[Collected data]
==========
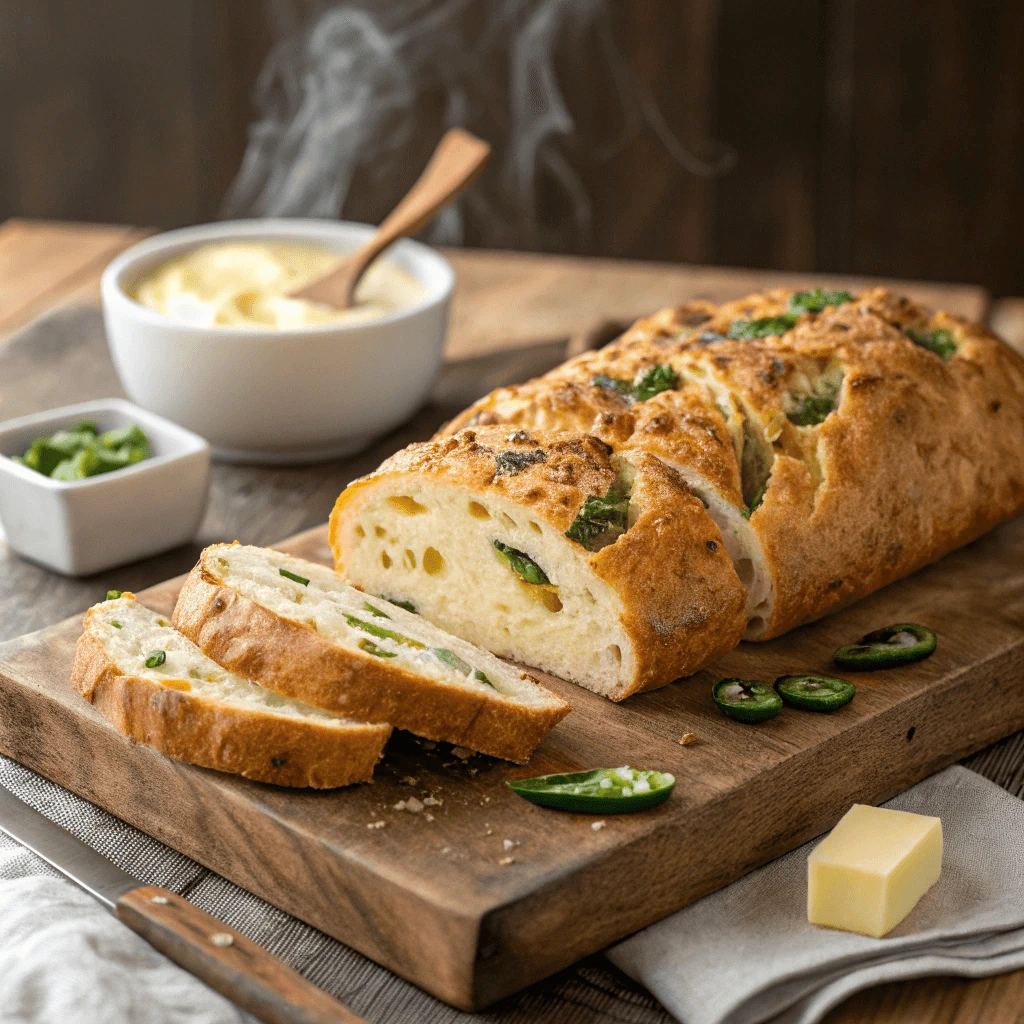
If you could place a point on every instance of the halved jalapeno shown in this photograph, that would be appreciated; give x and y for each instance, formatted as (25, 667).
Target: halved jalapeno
(888, 647)
(813, 692)
(747, 699)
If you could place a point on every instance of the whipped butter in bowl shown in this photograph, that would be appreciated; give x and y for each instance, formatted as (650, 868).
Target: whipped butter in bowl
(202, 331)
(247, 284)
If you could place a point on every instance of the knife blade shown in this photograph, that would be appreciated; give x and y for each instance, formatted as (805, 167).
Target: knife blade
(222, 957)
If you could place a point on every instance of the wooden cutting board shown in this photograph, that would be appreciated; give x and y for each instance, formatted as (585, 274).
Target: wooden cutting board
(482, 894)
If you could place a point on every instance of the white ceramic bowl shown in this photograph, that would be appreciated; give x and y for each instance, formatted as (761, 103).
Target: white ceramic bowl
(279, 396)
(82, 526)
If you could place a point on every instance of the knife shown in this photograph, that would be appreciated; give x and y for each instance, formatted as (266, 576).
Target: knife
(226, 961)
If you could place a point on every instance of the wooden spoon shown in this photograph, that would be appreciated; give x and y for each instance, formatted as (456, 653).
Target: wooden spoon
(456, 164)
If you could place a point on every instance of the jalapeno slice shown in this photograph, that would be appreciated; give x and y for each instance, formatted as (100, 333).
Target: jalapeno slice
(747, 699)
(601, 791)
(888, 647)
(813, 692)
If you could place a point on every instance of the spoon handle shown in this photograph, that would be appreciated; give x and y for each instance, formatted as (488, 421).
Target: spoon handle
(456, 164)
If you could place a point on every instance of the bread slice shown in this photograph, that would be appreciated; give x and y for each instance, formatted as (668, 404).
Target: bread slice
(497, 535)
(190, 709)
(301, 631)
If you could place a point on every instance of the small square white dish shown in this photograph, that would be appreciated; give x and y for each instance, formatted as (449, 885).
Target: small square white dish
(82, 526)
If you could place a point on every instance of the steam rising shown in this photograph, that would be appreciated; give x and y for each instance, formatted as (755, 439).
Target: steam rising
(351, 103)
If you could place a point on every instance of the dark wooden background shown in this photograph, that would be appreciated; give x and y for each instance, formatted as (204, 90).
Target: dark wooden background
(877, 137)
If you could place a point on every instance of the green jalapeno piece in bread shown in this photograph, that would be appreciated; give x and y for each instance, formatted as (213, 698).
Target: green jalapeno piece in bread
(813, 692)
(747, 699)
(888, 647)
(602, 791)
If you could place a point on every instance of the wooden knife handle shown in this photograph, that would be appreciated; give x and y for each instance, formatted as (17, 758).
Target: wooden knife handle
(226, 961)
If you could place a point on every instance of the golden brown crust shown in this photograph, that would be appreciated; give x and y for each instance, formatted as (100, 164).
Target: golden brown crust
(689, 609)
(265, 748)
(921, 454)
(908, 467)
(294, 660)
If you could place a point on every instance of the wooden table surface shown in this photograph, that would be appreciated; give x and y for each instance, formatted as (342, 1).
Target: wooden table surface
(508, 300)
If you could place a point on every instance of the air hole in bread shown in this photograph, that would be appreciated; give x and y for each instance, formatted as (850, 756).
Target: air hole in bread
(432, 561)
(407, 505)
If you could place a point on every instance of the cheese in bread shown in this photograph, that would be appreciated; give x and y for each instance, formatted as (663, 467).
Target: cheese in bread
(299, 630)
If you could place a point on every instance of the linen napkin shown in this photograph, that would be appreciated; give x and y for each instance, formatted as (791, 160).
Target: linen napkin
(747, 953)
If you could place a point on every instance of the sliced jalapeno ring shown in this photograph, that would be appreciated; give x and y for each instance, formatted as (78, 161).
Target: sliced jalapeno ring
(814, 692)
(747, 699)
(888, 647)
(601, 791)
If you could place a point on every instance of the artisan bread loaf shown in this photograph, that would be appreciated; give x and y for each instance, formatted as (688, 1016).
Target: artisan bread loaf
(600, 567)
(832, 444)
(159, 688)
(300, 631)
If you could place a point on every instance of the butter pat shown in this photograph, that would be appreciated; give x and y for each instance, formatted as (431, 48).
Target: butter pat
(869, 872)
==========
» Exercise task
Reproduce all of the material above word for word, leaving out the pictures.

» Solved problem
If you could place a point on every instance of the halved jalapeno shown in this photograph, that would be appreciated; give x and y for each instance, formatted as (25, 667).
Target: halved jalapeno
(888, 647)
(813, 692)
(747, 699)
If you could place a point on every instance of the whipped butter in bowl shown in this photograph, that would be appreciated; give x and y for each instance, formatted as (650, 868).
Target: whipped butter in bowl
(202, 331)
(247, 284)
If you could place a point on every instance of the knife blade shown in this photograph, that would be appreciated; give x and y for each instance, formatted as (805, 167).
Target: knife blade
(222, 957)
If you could place a point on every instance of the wooden cutting board shown in this photograph, that would be appreciated; give x and y for each instance, formatted as (585, 274).
Target: wooden cutting board
(482, 894)
If you could place a point on every instance of the white ceramic bowl shown in this photograph, that would be appreciated; give x and y for each instance, formatted as (761, 103).
Target: white ceramic bowl
(279, 396)
(82, 526)
If you could place a point on every instance of the knife shown in this photograph, that would be appreciated; give x and y for each instance, formatted as (266, 576).
Target: knife
(226, 961)
If you could place a point on every instance of the wooden spoon shown in this photograph, that would be appreciated; give x and y for each instance, formatted as (456, 653).
Target: wooden spoon
(456, 164)
If you could place a point on every instance of the jalapeno slice shown in this photograph, that would be appreciated; give x and y for each instance, formatted as (100, 333).
Target: jalapeno slice
(747, 699)
(601, 791)
(888, 647)
(813, 692)
If you could place a point on every instance of the spoon handle shown in this photograph, that would be appreciated; give x and y for each instance, formatted as (488, 421).
Target: spoon handle
(456, 164)
If you could place a point on every instance of the bread slice shown in this photograph, that would be appreciated; give x and y for each instance, formatted as (668, 404).
Target: bread slice
(497, 535)
(190, 709)
(301, 631)
If you could place a point on every instance of the small square white dish shown in this photograph, that would be appreciated; give x and y for each instance, formatted as (449, 885).
Target: small square white dish
(82, 526)
If you could place a point on every instance of the steam rising shown in this photograph, that would be appreciated; give x and y for each instance, formatted as (755, 439).
Target: steam rising
(351, 103)
If you could place a point on every instance of the dark wooden background shown in this photograph, that would be appreciated; give x and y for each instance, formatted as (204, 90).
Target: dark wooden background
(877, 137)
If you could place a point on every instance of the green jalapeno piece in bread shown in this photograph, that would be appreciated; give x and y for each instance, formatted as (213, 698).
Target: green jalapeno piece in bread
(813, 692)
(747, 699)
(888, 647)
(602, 791)
If you could place a point on every instance of the wooden knife handle shown in this photograph, that would be appreciated; give x and y for each instance, formatted as (17, 758).
Target: wooden knife handle
(226, 961)
If you could place a point on every instance of the golden brown crust shown in this photograph, that would be appreciated; give x and y for each instance, formatted as (100, 164).
Target: golden brown crust
(689, 609)
(265, 748)
(921, 454)
(908, 467)
(294, 660)
If you could place a point on every instance of the wooden table surface shown in this photograph, that would be appreciated; give x and y for each instance, formatted as (342, 1).
Target: wooden table surface
(508, 300)
If you could place a point on every instance of the air hole in bread shown in this photograph, that would be appreciated; give x and y for each instance, formatted as (850, 756).
Target: air hole in bread
(432, 561)
(407, 505)
If you could place a point on every instance of the cheese in bread shown in this photograph, that would be appreciated; give x and y for each instance, formatted as (663, 467).
Target: cheese in bread
(299, 630)
If you could place a point on every instance of the linen napkin shown in this photograph, that would be appreciated; give x and y for each instance, formatted as (791, 160).
Target: linen napkin
(747, 953)
If you could place a point on every instance of the sliced jalapeno ring shown in this photograph, that would be appreciated; give x and y for each instance, formatted as (78, 161).
Target: sliced jalapeno ring
(814, 692)
(747, 699)
(888, 647)
(601, 791)
If you could place a point on every instance of the artisan bread loaf shown in this photograph, that would be appreciated; give x and y for each instance, formatted as (688, 1016).
Target: artisan bread loaf
(600, 567)
(832, 444)
(159, 688)
(300, 631)
If you could place a point on every instance of the butter pat shown in this photograph, that would be appreciated; give x and y for each instance, formatted as (431, 48).
Target: butter pat
(869, 872)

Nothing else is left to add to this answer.